REQUIRED WORK
Copy out every line from the records that includes "clock".

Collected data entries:
┄┄┄┄┄┄

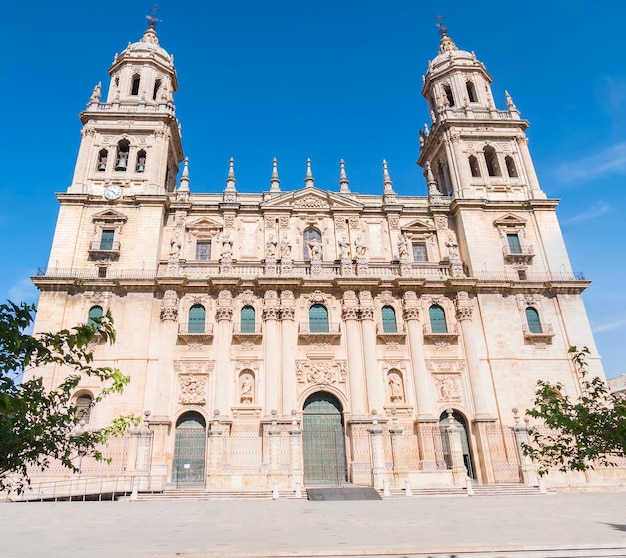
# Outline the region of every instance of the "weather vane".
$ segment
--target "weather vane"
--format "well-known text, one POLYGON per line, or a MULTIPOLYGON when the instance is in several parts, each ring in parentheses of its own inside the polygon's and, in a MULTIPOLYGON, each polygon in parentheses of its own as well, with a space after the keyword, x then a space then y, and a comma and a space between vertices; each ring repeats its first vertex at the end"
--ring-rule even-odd
POLYGON ((156 29, 156 26, 159 23, 159 21, 163 21, 162 19, 159 19, 156 16, 158 11, 159 11, 159 8, 157 8, 157 5, 155 4, 154 6, 152 6, 152 13, 146 16, 146 19, 148 20, 148 27, 150 29, 156 29))
POLYGON ((446 37, 448 35, 448 28, 443 24, 443 20, 446 19, 445 16, 438 13, 435 19, 437 20, 437 27, 439 27, 439 35, 441 35, 442 38, 446 37))

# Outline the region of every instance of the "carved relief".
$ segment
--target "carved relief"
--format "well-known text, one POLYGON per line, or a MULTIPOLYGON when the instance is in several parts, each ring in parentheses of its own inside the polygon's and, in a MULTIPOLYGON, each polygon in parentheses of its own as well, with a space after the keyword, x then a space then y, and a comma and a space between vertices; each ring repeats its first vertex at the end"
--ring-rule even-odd
POLYGON ((457 320, 461 321, 472 319, 473 303, 472 299, 465 291, 459 291, 457 293, 454 303, 456 305, 457 320))
POLYGON ((219 322, 221 320, 232 320, 233 319, 233 309, 228 307, 225 308, 223 306, 218 306, 215 310, 215 319, 219 322))
POLYGON ((286 229, 289 226, 289 217, 287 215, 282 215, 278 218, 278 224, 281 229, 286 229))
POLYGON ((328 209, 326 200, 310 194, 295 200, 293 206, 300 209, 328 209))
POLYGON ((395 302, 395 298, 391 291, 383 291, 382 293, 380 293, 378 298, 380 302, 385 305, 393 304, 395 302))
POLYGON ((232 229, 235 226, 234 215, 224 215, 224 227, 232 229))
POLYGON ((244 405, 254 403, 254 375, 247 370, 239 377, 239 402, 244 405))
POLYGON ((179 403, 181 405, 204 405, 206 403, 206 376, 185 374, 180 382, 179 403))
POLYGON ((161 321, 178 319, 178 295, 176 291, 165 291, 161 299, 161 321))
POLYGON ((253 351, 254 350, 254 343, 252 343, 250 341, 244 341, 243 343, 241 343, 239 345, 239 348, 242 351, 253 351))
POLYGON ((345 383, 345 360, 296 360, 296 379, 301 384, 336 385, 345 383))
POLYGON ((358 229, 359 225, 361 224, 360 219, 357 216, 350 217, 348 219, 348 222, 350 223, 351 229, 358 229))
POLYGON ((397 215, 389 216, 389 228, 392 230, 397 230, 400 228, 400 218, 397 215))
POLYGON ((465 361, 462 359, 426 359, 426 369, 430 372, 457 372, 461 373, 465 370, 465 361))
POLYGON ((243 306, 252 306, 256 302, 256 296, 251 290, 243 291, 238 298, 243 306))
POLYGON ((435 215, 435 227, 438 231, 445 231, 448 229, 448 217, 446 215, 435 215))
POLYGON ((315 291, 309 296, 311 304, 326 304, 327 296, 322 291, 315 291))
POLYGON ((398 370, 390 370, 387 373, 387 385, 389 386, 389 400, 392 403, 404 401, 404 387, 402 385, 402 374, 398 370))
POLYGON ((435 376, 438 401, 461 401, 461 388, 459 381, 459 376, 454 376, 452 374, 435 376))

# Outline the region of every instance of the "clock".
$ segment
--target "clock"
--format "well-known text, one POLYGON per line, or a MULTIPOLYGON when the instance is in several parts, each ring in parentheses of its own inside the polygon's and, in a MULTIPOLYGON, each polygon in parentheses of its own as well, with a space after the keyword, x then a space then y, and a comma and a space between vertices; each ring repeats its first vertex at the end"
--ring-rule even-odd
POLYGON ((107 200, 117 200, 122 197, 122 187, 121 186, 109 186, 104 190, 104 197, 107 200))

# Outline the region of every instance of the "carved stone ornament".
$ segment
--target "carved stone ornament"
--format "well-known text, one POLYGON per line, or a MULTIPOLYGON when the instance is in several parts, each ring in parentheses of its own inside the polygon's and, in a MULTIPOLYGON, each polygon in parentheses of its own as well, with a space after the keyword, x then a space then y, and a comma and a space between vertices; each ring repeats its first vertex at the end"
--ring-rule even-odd
POLYGON ((280 318, 280 308, 278 306, 265 306, 263 308, 264 320, 278 320, 280 318))
POLYGON ((244 306, 251 306, 256 302, 256 296, 254 296, 254 292, 250 290, 243 291, 238 298, 244 306))
POLYGON ((358 320, 359 309, 356 306, 344 306, 341 311, 341 317, 344 320, 358 320))
POLYGON ((293 291, 285 290, 280 293, 281 300, 294 300, 293 291))
POLYGON ((233 309, 230 307, 218 306, 215 310, 215 319, 219 322, 221 320, 232 320, 233 309))
POLYGON ((224 215, 224 227, 232 229, 235 226, 235 216, 234 215, 224 215))
POLYGON ((309 302, 311 304, 326 304, 327 296, 322 291, 315 291, 309 296, 309 302))
POLYGON ((465 361, 463 359, 426 359, 424 362, 426 369, 433 373, 461 373, 465 370, 465 361))
POLYGON ((435 227, 438 231, 445 231, 448 229, 448 217, 446 215, 435 215, 435 227))
POLYGON ((346 220, 343 217, 335 217, 335 229, 341 231, 346 228, 346 220))
POLYGON ((450 343, 448 341, 435 341, 434 346, 436 351, 450 350, 450 343))
POLYGON ((279 217, 278 224, 281 229, 286 229, 289 226, 289 217, 287 215, 279 217))
POLYGON ((419 320, 420 319, 420 310, 417 306, 404 306, 403 312, 404 320, 419 320))
POLYGON ((280 317, 283 320, 294 320, 296 317, 296 309, 293 306, 281 306, 280 317))
POLYGON ((402 385, 402 375, 397 370, 392 370, 387 374, 387 385, 389 386, 389 400, 392 403, 404 401, 404 387, 402 385))
POLYGON ((417 293, 415 291, 405 291, 402 298, 404 300, 417 300, 417 293))
POLYGON ((471 320, 473 304, 472 299, 465 291, 459 291, 454 301, 456 305, 456 318, 457 320, 471 320))
POLYGON ((231 294, 231 292, 227 289, 224 289, 222 291, 220 291, 220 294, 217 295, 217 298, 219 300, 232 300, 233 295, 231 294))
POLYGON ((361 224, 361 221, 358 217, 356 216, 352 216, 348 219, 348 222, 350 223, 350 228, 351 229, 358 229, 359 225, 361 224))
POLYGON ((265 227, 268 229, 273 229, 274 225, 276 225, 276 217, 273 217, 271 215, 266 215, 265 216, 265 227))
POLYGON ((397 341, 389 341, 385 344, 385 349, 388 351, 398 351, 400 349, 400 343, 397 341))
POLYGON ((293 202, 293 206, 299 209, 328 209, 326 200, 312 194, 298 198, 293 202))
POLYGON ((178 319, 178 295, 176 291, 165 291, 161 299, 161 321, 178 319))
POLYGON ((361 307, 361 319, 362 320, 373 320, 374 319, 374 308, 371 306, 361 307))
POLYGON ((206 376, 183 374, 178 377, 178 380, 181 405, 204 405, 206 403, 206 376))
POLYGON ((296 360, 296 378, 299 383, 334 385, 346 381, 345 360, 296 360))
POLYGON ((239 384, 239 402, 244 405, 254 403, 254 377, 250 373, 241 375, 239 384))
POLYGON ((254 351, 254 343, 251 341, 244 341, 243 343, 240 343, 239 348, 242 351, 254 351))
POLYGON ((385 305, 393 304, 395 302, 395 298, 391 291, 383 291, 380 295, 378 295, 378 299, 385 305))
POLYGON ((400 228, 400 218, 396 215, 389 216, 389 228, 392 230, 397 230, 400 228))

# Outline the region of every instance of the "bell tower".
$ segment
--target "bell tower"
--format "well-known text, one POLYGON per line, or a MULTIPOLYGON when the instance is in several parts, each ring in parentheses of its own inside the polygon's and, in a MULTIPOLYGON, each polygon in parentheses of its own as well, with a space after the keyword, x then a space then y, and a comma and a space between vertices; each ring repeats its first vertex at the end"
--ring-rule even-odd
POLYGON ((115 55, 106 100, 96 85, 80 119, 82 141, 68 193, 104 196, 174 191, 183 160, 174 57, 159 46, 157 19, 115 55))
POLYGON ((528 151, 528 121, 506 93, 498 110, 491 76, 473 52, 459 50, 440 22, 439 54, 422 95, 431 126, 420 130, 418 165, 428 164, 439 192, 456 199, 545 199, 528 151))

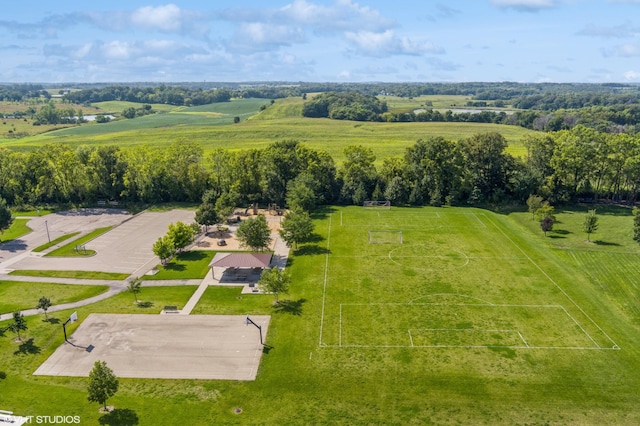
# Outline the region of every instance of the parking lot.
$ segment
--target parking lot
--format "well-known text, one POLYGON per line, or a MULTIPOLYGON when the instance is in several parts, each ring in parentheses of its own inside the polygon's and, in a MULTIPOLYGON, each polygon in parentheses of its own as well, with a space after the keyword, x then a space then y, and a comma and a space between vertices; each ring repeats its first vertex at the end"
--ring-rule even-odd
POLYGON ((192 210, 144 212, 131 216, 119 210, 91 209, 34 218, 28 223, 33 232, 14 240, 11 244, 3 245, 0 250, 0 271, 74 270, 141 275, 158 262, 152 246, 167 232, 169 224, 178 221, 192 223, 194 215, 192 210), (86 233, 105 226, 115 227, 86 244, 87 250, 97 252, 95 256, 44 257, 42 253, 30 252, 46 243, 48 238, 53 240, 71 232, 86 233))

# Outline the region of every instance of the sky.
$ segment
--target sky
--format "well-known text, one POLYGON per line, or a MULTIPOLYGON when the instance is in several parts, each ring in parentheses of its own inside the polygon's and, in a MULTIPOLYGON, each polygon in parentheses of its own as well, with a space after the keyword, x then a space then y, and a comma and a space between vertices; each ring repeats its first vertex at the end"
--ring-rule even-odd
POLYGON ((12 1, 0 82, 640 83, 640 0, 12 1))

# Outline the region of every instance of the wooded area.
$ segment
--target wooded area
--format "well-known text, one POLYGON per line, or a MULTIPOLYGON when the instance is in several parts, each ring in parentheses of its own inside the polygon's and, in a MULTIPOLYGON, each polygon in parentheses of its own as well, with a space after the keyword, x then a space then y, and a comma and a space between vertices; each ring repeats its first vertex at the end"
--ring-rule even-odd
POLYGON ((391 200, 441 205, 551 202, 607 198, 632 203, 640 185, 640 137, 577 126, 525 141, 520 159, 499 133, 461 141, 419 140, 402 157, 376 167, 370 148, 348 146, 338 167, 324 151, 298 141, 265 149, 218 149, 204 156, 192 142, 165 150, 147 146, 48 144, 33 152, 0 149, 0 197, 14 206, 46 203, 200 202, 205 191, 227 205, 278 205, 391 200))

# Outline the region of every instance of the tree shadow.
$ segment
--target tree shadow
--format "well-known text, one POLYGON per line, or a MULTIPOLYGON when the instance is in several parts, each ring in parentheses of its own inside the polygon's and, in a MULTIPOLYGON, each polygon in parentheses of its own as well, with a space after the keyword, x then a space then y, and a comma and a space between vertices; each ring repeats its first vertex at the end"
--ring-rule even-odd
POLYGON ((273 346, 262 345, 262 353, 265 355, 269 355, 269 352, 271 352, 271 349, 273 349, 273 346))
POLYGON ((309 236, 309 238, 306 241, 309 243, 320 243, 324 240, 325 238, 322 235, 313 233, 309 236))
POLYGON ((19 251, 24 251, 27 248, 28 248, 27 243, 25 243, 22 240, 9 240, 9 241, 0 240, 0 249, 4 251, 16 253, 19 251))
POLYGON ((0 380, 4 380, 7 378, 7 373, 5 373, 4 371, 0 371, 0 380))
POLYGON ((187 265, 183 265, 181 263, 169 263, 167 265, 164 265, 164 270, 165 271, 186 271, 187 270, 187 265))
POLYGON ((139 424, 140 419, 136 412, 129 408, 116 408, 109 414, 101 416, 98 422, 109 426, 133 426, 139 424))
POLYGON ((302 315, 302 305, 304 305, 306 301, 307 299, 280 300, 273 309, 276 313, 302 315))
MULTIPOLYGON (((557 222, 556 222, 557 223, 557 222)), ((566 229, 554 229, 552 231, 554 234, 558 234, 558 235, 569 235, 569 234, 573 234, 573 232, 571 231, 567 231, 566 229)))
POLYGON ((58 318, 53 318, 53 317, 43 319, 42 322, 48 322, 49 324, 60 324, 60 320, 58 318))
POLYGON ((552 239, 554 239, 554 240, 557 240, 557 239, 567 238, 567 237, 565 237, 564 235, 553 235, 553 234, 549 234, 549 235, 547 235, 547 238, 552 238, 552 239))
POLYGON ((317 245, 302 246, 294 250, 296 256, 312 256, 317 254, 331 254, 331 250, 317 245))
POLYGON ((153 307, 153 302, 138 302, 139 308, 151 308, 153 307))
POLYGON ((14 355, 34 355, 40 353, 40 347, 33 343, 33 337, 27 341, 24 341, 18 346, 18 350, 14 355))
POLYGON ((592 241, 593 244, 597 244, 599 246, 620 246, 620 244, 618 243, 611 243, 609 241, 602 241, 602 240, 594 240, 592 241))

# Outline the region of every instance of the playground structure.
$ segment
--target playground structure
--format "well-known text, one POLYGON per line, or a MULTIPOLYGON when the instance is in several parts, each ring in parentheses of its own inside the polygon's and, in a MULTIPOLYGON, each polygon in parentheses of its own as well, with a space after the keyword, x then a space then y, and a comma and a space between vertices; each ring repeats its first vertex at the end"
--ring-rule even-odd
POLYGON ((273 203, 269 203, 269 214, 270 215, 278 215, 278 216, 282 216, 282 209, 280 208, 279 205, 273 203))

┄┄┄┄┄┄

EXERCISE RESULT
# Outline the region of every instance of the "clock".
--target "clock"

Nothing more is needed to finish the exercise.